* Complete the following *
#1 Update the CCF text between "All IDB’s borrowing" and "allow regular monitoring.", inclusive, replacing "annual indicators" with "yearly indicators".
#2 Decide whether each statement agrees with the CCF text, answering yes or no and quoting the words from the text that decide it. (a) The CCF coverage limit per country is US$300 million or 2% of GDP, whichever is more. (b) The borrower pays nothing if no funds are ever disbursed. (c) CCF loans typically have a grace period of 5.5 years.

* Reading text *
____________
Hurricane Dorian’s impact on The Bahamas is a reminder that natural disasters can cause devastating loss of life and property, and impacted countries could have urgent financing needs for emergency response following a catastrophic event.
The Inter-American Development Bank’s Contingent Credit Facility for Natural Disaster Emergencies (CCF) is designed to provide a financial safety net in times when it is needed most.
What is the Contingent Credit Facility for Natural Disaster Emergencies (CCF)?
The Contingent Credit Facility for Natural Disaster Emergencies (CCF) is one of the Inter-American Development Bank (IDB)’s main tools to help countries develop effective strategies for natural disaster financial risk management.
The CCF offers contingent loans that are prepared in advance but are disbursed after the IDB has verified the occurrence of a disaster event in terms of type, location, and intensity.
This is part of the IDB’s effort to help countries move from a primarily after-the-fact approach to managing disaster and climate risks to one that includes greater prevention, mitigation, and preparedness measures taken before disasters strike.
What is the CCF for?
The CCF’s objective is to provide countries with cash following a natural disaster of severe to catastrophic proportions for humanitarian relief and to restore basic services.
Proceeds from CCF Loans are used to cover extraordinary government expenditures incurred six months after the disaster. Examples of eligible expenditures include emergency sanitation equipment, medications and vaccines, temporary shelter equipment and installations, water and foodstuffs for displaced or distressed populations, and debris removal, among other.
Who can access the CCF?
All IDB’s borrowing member countries are eligible to receive financing through the CCF, provided they have in place a Comprehensive Natural Disaster Risk Management Program (CDRMP) approved by the IDB. The CDRMP includes measures on governance, risk identification, risk reduction emergency preparedness and response, and financial protection and risk transfer. The CDRMP has measurable output and annual indicators to allow regular monitoring.
What is the amount of the CCF?
The coverage limit of the CCF per country is up to US$300 million or 2% of the borrowing member country’s GDP, whichever is less.
How is a CCF loan triggered?
The country, through the project executing agency, submits to the IDB a Request for Verification of Eligibility of the disaster event. The IDB will then apply a previously agreed calculation methodology to produce an Eligibility Verification Report.
If the assessment concludes the event is eligible for disbursement, the IDB will include in the Eligibility Verification Report the maximum disbursement amount. The borrowing country must confirm in writing its intention to disburse.
What is the cost for the Borrower if the CCF loan is never triggered?
There is no cost for the Borrower if there is no disbursement of funds.
What are the terms of the CCF?
The same as an Investment Loan. Typically, these loans have a maturity period of 25 years, a grace period of 5.5 years and an interest rate based on LIBOR.
____________
* Listed entries *
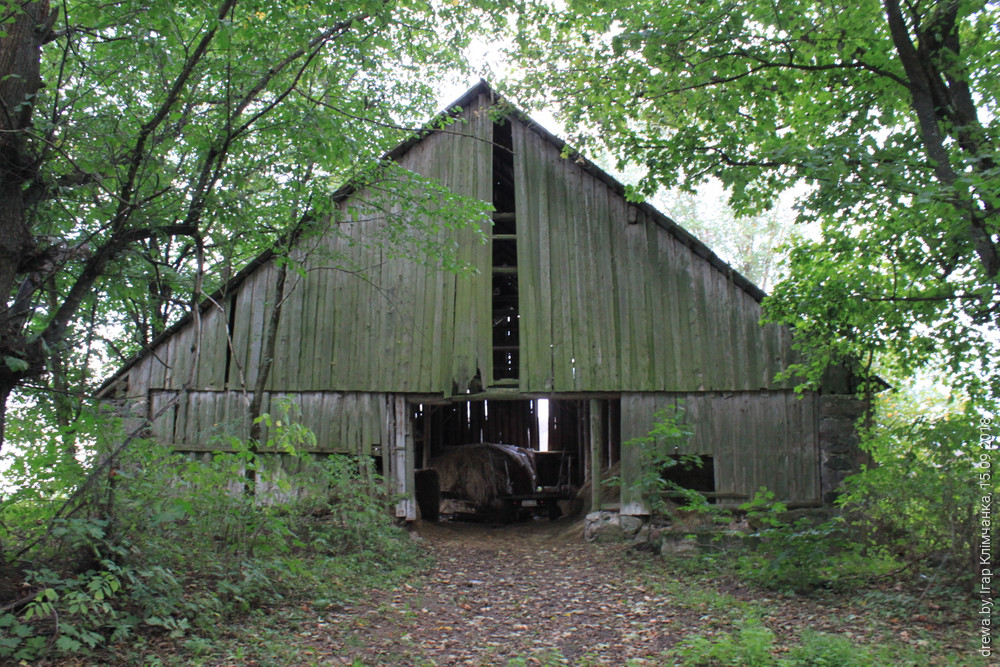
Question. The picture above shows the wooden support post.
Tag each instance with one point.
(402, 460)
(596, 446)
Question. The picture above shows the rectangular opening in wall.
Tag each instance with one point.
(696, 473)
(506, 311)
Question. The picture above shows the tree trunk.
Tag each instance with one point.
(20, 79)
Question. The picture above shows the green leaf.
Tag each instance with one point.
(16, 364)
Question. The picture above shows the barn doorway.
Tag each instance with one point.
(503, 460)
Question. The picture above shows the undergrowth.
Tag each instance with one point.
(156, 544)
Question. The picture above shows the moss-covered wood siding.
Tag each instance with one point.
(613, 301)
(765, 438)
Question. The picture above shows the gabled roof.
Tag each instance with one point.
(469, 97)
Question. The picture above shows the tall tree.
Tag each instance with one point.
(887, 110)
(146, 144)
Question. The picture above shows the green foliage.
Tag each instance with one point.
(882, 122)
(789, 553)
(176, 545)
(657, 454)
(751, 646)
(820, 649)
(921, 499)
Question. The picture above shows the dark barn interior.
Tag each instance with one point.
(488, 440)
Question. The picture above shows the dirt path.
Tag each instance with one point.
(537, 594)
(499, 593)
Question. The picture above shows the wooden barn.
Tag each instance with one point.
(586, 315)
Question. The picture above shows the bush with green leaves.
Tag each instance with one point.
(173, 544)
(658, 453)
(750, 647)
(801, 553)
(920, 500)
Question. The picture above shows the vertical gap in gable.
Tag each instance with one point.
(506, 310)
(230, 329)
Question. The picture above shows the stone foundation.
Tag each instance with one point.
(839, 443)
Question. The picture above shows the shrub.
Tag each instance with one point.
(173, 544)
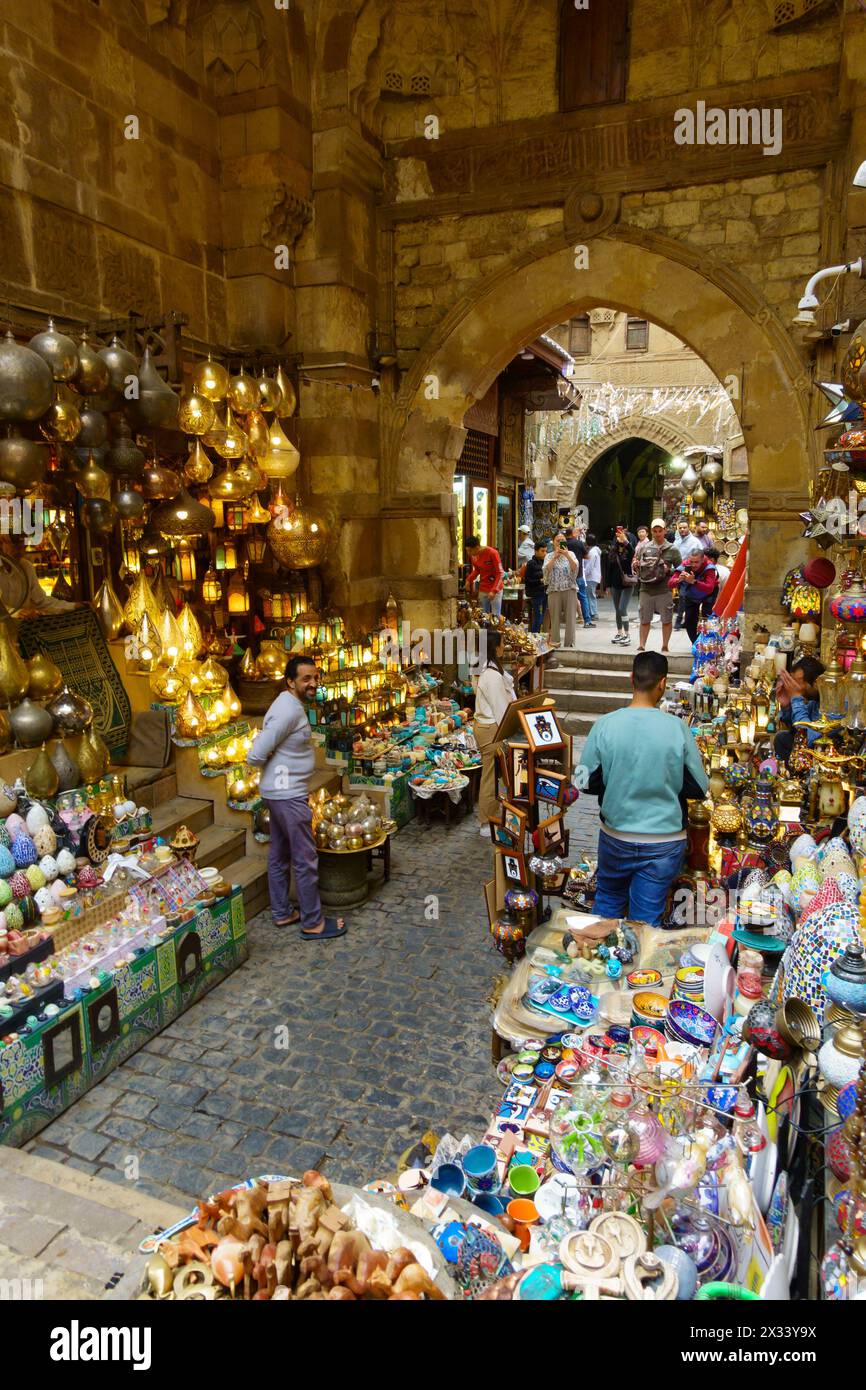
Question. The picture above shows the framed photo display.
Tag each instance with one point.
(541, 729)
(515, 869)
(515, 824)
(549, 787)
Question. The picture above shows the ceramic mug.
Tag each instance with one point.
(480, 1168)
(523, 1180)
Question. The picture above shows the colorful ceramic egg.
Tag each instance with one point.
(783, 881)
(805, 883)
(36, 818)
(43, 898)
(35, 877)
(49, 868)
(24, 849)
(45, 840)
(802, 848)
(20, 884)
(848, 886)
(66, 862)
(856, 824)
(14, 918)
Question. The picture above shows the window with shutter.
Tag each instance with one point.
(592, 53)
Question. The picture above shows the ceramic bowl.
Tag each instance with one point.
(691, 1023)
(649, 1007)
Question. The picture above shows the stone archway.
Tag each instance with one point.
(573, 464)
(712, 309)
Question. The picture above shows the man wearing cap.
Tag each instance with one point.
(654, 563)
(527, 545)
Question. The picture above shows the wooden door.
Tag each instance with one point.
(592, 53)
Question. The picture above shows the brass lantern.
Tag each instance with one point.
(298, 537)
(211, 590)
(238, 594)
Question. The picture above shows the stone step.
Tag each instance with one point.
(584, 679)
(592, 701)
(617, 659)
(150, 786)
(221, 848)
(252, 875)
(182, 811)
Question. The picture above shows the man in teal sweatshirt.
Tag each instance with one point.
(642, 765)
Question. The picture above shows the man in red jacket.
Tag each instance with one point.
(699, 584)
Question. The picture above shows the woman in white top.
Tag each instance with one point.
(494, 694)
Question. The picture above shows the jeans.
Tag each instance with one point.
(583, 598)
(491, 603)
(538, 606)
(563, 608)
(620, 608)
(634, 879)
(292, 847)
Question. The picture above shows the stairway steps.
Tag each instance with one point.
(182, 811)
(221, 847)
(252, 875)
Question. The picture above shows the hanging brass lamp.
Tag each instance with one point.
(198, 467)
(298, 537)
(288, 402)
(182, 516)
(210, 380)
(282, 458)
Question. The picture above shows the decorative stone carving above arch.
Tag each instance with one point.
(573, 463)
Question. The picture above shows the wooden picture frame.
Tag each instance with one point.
(520, 770)
(515, 822)
(489, 898)
(503, 838)
(549, 787)
(551, 833)
(541, 729)
(515, 868)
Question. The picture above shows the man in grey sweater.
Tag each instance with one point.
(284, 749)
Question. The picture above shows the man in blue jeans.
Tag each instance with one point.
(642, 765)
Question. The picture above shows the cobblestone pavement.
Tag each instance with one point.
(332, 1057)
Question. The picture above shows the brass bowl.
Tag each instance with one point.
(798, 1025)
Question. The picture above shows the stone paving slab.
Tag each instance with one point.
(334, 1057)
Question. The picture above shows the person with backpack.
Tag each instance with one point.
(655, 562)
(698, 588)
(642, 765)
(534, 585)
(620, 581)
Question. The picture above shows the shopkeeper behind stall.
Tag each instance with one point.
(284, 751)
(798, 701)
(36, 601)
(494, 694)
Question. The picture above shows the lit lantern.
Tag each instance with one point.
(238, 594)
(184, 565)
(227, 555)
(170, 638)
(255, 548)
(211, 590)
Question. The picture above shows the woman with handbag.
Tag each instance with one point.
(620, 581)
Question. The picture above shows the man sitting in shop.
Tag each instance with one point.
(284, 751)
(485, 566)
(642, 765)
(798, 699)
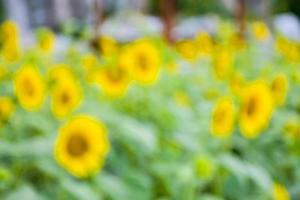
____________
* Task results *
#1
All IDB’s borrowing member countries are eligible to receive financing through the CCF, provided they have in place a Comprehensive Natural Disaster Risk Management Program (CDRMP) approved by the IDB. The CDRMP includes measures on governance, risk identification, risk reduction emergency preparedness and response, and financial protection and risk transfer. The CDRMP has measurable output and yearly indicators to allow regular monitoring.

#2
(a) No: "whichever is less."
(b) Yes: "There is no cost for the Borrower if there is no disbursement of funds."
(c) Yes: "a grace period of 5.5 years"